Short task
Can you change every "Target" to "Object" in all of the entries below and write the lines out again with nothing else altered? Leave the pictures out of your answer.

Data shown
* * * * * * * * *
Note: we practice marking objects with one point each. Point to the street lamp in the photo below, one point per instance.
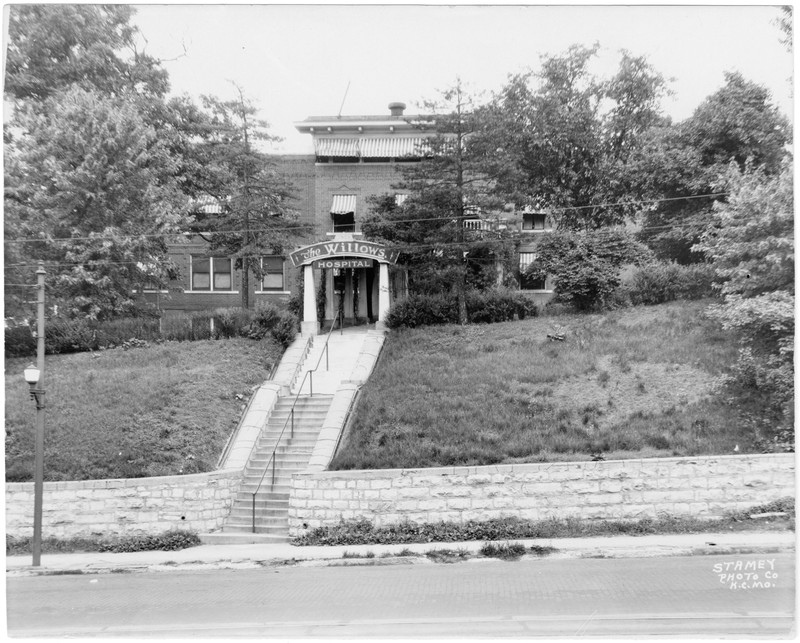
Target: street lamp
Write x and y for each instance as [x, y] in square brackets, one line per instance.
[34, 376]
[31, 374]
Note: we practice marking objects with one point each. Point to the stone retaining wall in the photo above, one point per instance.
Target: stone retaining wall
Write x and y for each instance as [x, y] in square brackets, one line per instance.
[624, 489]
[198, 502]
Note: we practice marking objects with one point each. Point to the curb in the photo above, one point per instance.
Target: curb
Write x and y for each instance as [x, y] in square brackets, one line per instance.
[414, 554]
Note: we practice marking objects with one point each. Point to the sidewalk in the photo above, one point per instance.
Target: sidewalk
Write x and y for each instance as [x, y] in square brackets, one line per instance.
[210, 557]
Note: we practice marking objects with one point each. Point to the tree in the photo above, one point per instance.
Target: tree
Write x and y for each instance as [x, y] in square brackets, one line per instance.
[256, 217]
[738, 122]
[446, 186]
[563, 138]
[585, 266]
[54, 47]
[90, 188]
[751, 242]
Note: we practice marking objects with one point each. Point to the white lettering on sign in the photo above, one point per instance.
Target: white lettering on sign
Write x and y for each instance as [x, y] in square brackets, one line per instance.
[747, 574]
[343, 248]
[342, 263]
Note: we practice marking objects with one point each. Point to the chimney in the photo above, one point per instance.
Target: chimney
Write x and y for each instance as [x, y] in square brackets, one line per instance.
[397, 109]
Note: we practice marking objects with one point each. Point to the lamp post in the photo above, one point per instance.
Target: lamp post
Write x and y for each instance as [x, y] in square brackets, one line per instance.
[34, 375]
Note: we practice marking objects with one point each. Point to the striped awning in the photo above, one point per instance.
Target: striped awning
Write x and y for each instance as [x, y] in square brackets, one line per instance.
[526, 259]
[388, 147]
[343, 203]
[391, 147]
[207, 205]
[336, 146]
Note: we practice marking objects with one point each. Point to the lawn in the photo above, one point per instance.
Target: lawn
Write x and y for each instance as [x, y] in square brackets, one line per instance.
[164, 409]
[627, 384]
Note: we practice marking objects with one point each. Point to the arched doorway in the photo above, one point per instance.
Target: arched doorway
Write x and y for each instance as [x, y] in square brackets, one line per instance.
[356, 279]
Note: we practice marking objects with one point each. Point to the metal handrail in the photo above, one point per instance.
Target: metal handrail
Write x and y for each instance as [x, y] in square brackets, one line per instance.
[291, 416]
[232, 437]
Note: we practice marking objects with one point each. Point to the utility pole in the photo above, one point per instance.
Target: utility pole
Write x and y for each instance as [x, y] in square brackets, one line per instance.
[38, 469]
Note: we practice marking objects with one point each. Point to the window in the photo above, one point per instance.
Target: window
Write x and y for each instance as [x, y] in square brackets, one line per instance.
[533, 220]
[272, 268]
[211, 273]
[526, 282]
[344, 222]
[343, 212]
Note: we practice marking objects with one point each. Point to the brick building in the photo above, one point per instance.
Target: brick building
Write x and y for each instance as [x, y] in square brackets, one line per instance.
[354, 158]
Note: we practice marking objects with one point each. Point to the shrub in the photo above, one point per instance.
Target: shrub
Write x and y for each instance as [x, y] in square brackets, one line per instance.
[20, 341]
[168, 541]
[230, 322]
[483, 307]
[586, 266]
[497, 305]
[423, 310]
[189, 327]
[284, 330]
[505, 551]
[116, 331]
[657, 283]
[69, 336]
* * * * * * * * *
Answer for this exercise
Note: we practice marking objects with one point each. Point to the street lamp in the photo below, one point per instance.
Object: street lamp
Write x and y for each instance as [x, y] in square brackets, one line per instance.
[34, 376]
[31, 374]
Note: we practice marking objects with one point each. Point to the stone retaining wall in the photo above, one point per instance.
Object: stone retaining wall
Write x and y for each instance as [x, y] in square brackets, one line per instance.
[624, 489]
[198, 502]
Note: we practice marking objects with one point each. Point to the curb in the photo above, one point per instance.
Object: curb
Write x and y for each instance as [x, y] in square brackets, one line per instance.
[414, 554]
Note: we practice marking objects with one point each. Point to the sidewalk in the photo above, one point per instance.
Object: sidewalk
Write x and y for each instance as [x, y] in square brackets, one line per instance.
[210, 557]
Note: we practice marking objects with one point each. Point to the tree in the photo above, one point per instance.
Object: tree
Write x and y for each instance as [x, y] in square brackets, one line per instance.
[256, 217]
[738, 122]
[446, 186]
[563, 138]
[585, 266]
[54, 47]
[90, 188]
[751, 242]
Note: we practice marking objects with one point each. Point to the white lettering on sign in the photo above, one point per instance.
Object: white lettering on sign
Write x and y for each instance as [x, y] in square brackets, one line per instance.
[747, 574]
[343, 248]
[342, 263]
Note: we practice marking objects with one point each. Point to the chimney in the photo above, one point per instance.
Object: chimney
Write x and y for each instance as [x, y] in square brackets, one line per instance.
[397, 109]
Note: we practice marking objects with one point each. Point to the lamp post in the photo above, one point per instance.
Object: lamp post
Write x and y for each instance as [x, y] in square brackets, one line per instance.
[34, 375]
Note: we practice marking objects with one point each. Point to the striped awning in the photo above, one point per instance.
Object: striped awning
Write x and y for each instance as [x, y] in square brackets, one line per instance.
[526, 259]
[388, 147]
[343, 203]
[391, 147]
[207, 205]
[336, 146]
Note: we practice marking objects with one point each. Point to the lawn in the photo above, one point per instance.
Object: lawn
Write x and y for each instance as [x, y] in square brackets, one line per instance.
[164, 409]
[627, 384]
Note: we practice marking objects with one point each. Point to the arched doorway in the photo above, one point per instance.
Object: arched doorway
Write x and y for each instance as [x, y] in square brackets, one line per instance.
[356, 279]
Note: we practice marking objects with one point each. Point to the metal handrail in the photo above, one point per instance.
Object: metal handrail
Write x and y for each instance as [x, y] in square brackets, one line per instance.
[291, 416]
[232, 437]
Note: we practice marking objects with one point each. Point to the utility pole in the photo above, one point per instance.
Object: utility pole
Write x and y for each instance as [x, y] in square brackets, one line per instance.
[38, 469]
Note: we practice marking objects with one point each. Point to the window in the photo above, one point per instance.
Object: window
Write x and y for each instance as [x, y] in square brackets, one line per instance.
[533, 220]
[272, 268]
[211, 273]
[526, 282]
[344, 222]
[343, 212]
Note: we practice marking objects with one point each. Point to the brick building in the photo above, one point per instance.
Object: brick building
Write x and y for each instance as [x, y] in square brackets, one line per instance.
[354, 158]
Note: we practice marking objects with one point each. Point to the shrub in the photo above, one point per instance.
Object: shrub
Write x and y for each instance as [x, y] in square brackets, one line per instance.
[20, 341]
[168, 541]
[230, 322]
[483, 307]
[586, 266]
[497, 305]
[423, 310]
[189, 327]
[284, 330]
[505, 551]
[116, 331]
[657, 283]
[69, 336]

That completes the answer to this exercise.